◆ Document text:
>>

Wright, MacKinnon and Wilkey, Circuit Judges.
UNITED STATES COURT OF APPEALS FOR THE DISTRICT OF COLUMBIA CIRCUIT
Appellant was convicted of both counts of an indictment charging false pretenses and grand larceny. On appeal he alleges plain error by the trial court (1) in failing in its instruction to the jury to define specific intent when both crimes of which appellant was convicted require such a finding; (2) in instructing the jury that "it may be inferred that one intends the natural and probable consequences of his act, but you are not required to so infer"; and (3) in failing to instruct the jury that intoxication could negate the specific intent essential to a finding of guilt. *fn1 We affirm.

<<

◆ Direction 1:
Answer these questions about the court opinion above:
(a) Which circuit judges are named?
(b) What two crimes did the indictment charge?
(c) What does the court say it will do with the conviction?
◆ Direction 2: From the court opinion above, print the passage that begins with "Wright, MacKinnon and" up to and including "guilt. *fn1 We affirm.".

◆ Excerpted data:
>>

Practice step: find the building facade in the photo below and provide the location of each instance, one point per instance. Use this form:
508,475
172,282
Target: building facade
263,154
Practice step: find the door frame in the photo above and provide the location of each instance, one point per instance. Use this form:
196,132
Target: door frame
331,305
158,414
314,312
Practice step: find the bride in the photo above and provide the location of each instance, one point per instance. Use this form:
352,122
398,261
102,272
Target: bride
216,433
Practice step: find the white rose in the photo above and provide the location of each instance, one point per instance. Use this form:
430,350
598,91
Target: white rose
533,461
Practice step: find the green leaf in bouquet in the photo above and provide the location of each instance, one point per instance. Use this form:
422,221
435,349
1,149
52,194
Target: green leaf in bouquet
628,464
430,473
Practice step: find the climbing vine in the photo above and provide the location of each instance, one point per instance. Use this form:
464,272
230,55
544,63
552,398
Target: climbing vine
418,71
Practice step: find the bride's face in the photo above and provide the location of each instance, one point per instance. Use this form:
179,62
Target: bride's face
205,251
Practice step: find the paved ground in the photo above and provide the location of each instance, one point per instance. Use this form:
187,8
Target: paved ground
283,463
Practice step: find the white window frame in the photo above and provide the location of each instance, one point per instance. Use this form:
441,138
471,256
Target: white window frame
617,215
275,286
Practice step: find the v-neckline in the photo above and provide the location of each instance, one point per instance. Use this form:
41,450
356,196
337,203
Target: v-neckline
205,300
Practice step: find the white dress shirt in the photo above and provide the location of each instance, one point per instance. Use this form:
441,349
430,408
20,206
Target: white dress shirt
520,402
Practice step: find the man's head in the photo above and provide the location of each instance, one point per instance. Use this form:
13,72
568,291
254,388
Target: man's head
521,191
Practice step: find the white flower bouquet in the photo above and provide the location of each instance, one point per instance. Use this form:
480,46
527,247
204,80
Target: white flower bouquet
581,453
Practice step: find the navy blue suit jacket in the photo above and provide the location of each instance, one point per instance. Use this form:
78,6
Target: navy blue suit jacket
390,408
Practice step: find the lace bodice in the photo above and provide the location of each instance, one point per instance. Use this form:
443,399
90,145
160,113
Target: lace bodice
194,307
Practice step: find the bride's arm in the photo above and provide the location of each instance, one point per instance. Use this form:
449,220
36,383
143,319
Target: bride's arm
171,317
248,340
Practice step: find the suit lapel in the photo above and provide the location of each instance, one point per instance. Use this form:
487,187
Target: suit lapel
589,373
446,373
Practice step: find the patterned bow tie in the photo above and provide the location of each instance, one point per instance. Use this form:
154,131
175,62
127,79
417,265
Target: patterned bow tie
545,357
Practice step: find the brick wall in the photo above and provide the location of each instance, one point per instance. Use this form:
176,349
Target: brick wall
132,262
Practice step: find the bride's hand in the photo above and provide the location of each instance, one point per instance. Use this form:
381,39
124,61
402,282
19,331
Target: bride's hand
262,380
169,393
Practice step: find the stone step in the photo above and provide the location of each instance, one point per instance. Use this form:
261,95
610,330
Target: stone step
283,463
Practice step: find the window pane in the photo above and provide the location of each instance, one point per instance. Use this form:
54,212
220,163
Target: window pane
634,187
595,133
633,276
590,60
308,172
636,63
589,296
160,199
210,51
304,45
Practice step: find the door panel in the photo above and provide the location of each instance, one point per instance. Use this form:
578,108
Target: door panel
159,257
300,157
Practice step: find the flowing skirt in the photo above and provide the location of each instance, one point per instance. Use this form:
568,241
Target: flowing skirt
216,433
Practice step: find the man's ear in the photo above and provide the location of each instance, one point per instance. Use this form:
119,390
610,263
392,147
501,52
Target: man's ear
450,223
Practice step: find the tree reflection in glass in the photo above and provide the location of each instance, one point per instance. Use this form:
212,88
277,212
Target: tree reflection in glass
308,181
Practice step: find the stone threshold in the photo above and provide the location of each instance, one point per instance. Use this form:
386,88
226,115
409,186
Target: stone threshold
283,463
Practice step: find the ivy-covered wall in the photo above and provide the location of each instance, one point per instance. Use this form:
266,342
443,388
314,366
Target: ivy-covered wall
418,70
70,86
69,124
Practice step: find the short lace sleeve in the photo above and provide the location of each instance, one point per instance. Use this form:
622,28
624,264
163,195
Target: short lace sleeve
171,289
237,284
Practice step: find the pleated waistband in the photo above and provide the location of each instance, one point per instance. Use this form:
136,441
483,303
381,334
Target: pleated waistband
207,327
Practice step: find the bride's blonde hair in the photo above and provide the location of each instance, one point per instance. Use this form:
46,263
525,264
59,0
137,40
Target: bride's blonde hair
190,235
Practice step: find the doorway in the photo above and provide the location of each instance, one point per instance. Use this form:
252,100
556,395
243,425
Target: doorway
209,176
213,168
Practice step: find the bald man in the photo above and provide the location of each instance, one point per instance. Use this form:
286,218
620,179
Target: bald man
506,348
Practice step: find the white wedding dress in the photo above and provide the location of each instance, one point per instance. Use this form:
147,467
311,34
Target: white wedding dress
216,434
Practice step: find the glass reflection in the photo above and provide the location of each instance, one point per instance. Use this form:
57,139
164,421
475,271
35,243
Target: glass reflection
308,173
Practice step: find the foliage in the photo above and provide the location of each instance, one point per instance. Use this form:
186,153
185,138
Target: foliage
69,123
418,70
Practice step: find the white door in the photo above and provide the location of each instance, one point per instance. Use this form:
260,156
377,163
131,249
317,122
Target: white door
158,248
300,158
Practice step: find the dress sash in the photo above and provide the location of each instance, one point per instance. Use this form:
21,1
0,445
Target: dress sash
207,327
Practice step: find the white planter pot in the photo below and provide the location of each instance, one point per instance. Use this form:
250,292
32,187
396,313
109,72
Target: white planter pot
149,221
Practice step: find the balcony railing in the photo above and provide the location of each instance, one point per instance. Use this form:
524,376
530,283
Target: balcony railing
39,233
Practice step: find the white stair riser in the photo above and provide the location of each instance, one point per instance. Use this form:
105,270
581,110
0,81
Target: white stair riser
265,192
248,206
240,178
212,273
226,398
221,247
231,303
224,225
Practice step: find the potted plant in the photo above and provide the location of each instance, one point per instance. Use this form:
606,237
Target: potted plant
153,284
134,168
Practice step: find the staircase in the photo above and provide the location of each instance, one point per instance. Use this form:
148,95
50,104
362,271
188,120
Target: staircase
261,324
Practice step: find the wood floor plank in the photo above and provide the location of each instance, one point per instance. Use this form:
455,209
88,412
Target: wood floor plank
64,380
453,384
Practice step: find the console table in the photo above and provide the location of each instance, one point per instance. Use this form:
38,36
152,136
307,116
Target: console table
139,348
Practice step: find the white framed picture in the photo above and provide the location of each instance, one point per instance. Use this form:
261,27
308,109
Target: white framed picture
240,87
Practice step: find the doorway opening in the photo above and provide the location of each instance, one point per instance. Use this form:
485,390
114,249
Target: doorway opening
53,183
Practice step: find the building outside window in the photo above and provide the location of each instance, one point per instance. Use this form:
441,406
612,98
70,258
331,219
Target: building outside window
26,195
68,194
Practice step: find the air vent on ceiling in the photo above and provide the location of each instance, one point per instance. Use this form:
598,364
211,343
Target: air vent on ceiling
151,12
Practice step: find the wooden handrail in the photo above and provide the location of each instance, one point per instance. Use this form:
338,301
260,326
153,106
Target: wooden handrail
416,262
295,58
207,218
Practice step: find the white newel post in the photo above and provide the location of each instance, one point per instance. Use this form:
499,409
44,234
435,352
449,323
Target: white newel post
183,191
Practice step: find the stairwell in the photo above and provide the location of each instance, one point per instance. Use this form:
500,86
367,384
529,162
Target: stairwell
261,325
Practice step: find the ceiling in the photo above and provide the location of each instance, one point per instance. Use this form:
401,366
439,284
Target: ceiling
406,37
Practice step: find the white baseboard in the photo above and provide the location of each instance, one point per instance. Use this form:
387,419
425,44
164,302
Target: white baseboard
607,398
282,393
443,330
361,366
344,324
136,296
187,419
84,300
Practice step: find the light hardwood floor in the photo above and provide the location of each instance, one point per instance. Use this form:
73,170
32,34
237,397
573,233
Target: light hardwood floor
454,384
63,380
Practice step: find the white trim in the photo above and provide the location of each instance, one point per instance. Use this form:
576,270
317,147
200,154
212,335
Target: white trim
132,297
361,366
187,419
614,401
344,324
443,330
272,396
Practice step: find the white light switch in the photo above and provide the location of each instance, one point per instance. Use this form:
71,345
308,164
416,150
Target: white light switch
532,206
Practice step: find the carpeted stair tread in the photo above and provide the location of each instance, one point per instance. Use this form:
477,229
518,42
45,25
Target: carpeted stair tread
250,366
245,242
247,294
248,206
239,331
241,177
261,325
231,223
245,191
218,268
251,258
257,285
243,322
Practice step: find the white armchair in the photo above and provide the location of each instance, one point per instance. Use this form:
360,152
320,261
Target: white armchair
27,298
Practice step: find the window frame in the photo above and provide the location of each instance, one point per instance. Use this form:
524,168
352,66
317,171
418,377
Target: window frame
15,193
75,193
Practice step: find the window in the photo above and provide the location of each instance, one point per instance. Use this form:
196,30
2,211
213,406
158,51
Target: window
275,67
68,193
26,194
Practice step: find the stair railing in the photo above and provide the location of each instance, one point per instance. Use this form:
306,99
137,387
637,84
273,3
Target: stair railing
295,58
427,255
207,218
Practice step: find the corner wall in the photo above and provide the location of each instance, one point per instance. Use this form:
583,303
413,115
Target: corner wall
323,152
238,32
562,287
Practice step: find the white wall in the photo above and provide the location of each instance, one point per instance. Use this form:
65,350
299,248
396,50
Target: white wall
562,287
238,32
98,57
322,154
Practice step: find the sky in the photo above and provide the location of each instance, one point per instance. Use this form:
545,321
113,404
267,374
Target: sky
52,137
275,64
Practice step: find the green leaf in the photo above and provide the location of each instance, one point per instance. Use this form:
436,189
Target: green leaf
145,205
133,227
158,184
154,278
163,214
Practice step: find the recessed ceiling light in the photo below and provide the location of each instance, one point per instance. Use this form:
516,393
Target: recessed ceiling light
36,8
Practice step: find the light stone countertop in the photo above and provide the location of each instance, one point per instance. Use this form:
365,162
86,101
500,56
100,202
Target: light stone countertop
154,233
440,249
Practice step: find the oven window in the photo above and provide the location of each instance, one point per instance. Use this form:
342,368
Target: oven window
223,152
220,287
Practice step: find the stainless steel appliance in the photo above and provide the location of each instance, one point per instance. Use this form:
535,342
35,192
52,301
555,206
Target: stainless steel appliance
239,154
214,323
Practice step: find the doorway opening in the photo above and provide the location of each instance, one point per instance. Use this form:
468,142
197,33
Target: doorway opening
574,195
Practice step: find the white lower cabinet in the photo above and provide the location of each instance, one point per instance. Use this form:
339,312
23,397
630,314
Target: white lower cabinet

<<

◆ Exercise solution 1:
(a) Wright, MacKinnon and Wilkey
(b) False pretenses and grand larceny
(c) Affirm it

◆ Exercise solution 2:
Wright, MacKinnon and Wilkey, Circuit Judges.
UNITED STATES COURT OF APPEALS FOR THE DISTRICT OF COLUMBIA CIRCUIT
Appellant was convicted of both counts of an indictment charging false pretenses and grand larceny. On appeal he alleges plain error by the trial court (1) in failing in its instruction to the jury to define specific intent when both crimes of which appellant was convicted require such a finding; (2) in instructing the jury that "it may be inferred that one intends the natural and probable consequences of his act, but you are not required to so infer"; and (3) in failing to instruct the jury that intoxication could negate the specific intent essential to a finding of guilt. *fn1 We affirm.